[Named-object pointing records]
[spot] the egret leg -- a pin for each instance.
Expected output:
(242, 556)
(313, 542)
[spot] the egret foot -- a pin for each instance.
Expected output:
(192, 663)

**WORK TO COMPLETE**
Can you reproduce each of the items above line for line, with no change to a single character?

**ANSWER IN FULL**
[spot] the egret leg -- a pin for each instance.
Expected output:
(242, 556)
(313, 542)
[spot] the egret foot -- a pin for each instance.
Expected output:
(192, 663)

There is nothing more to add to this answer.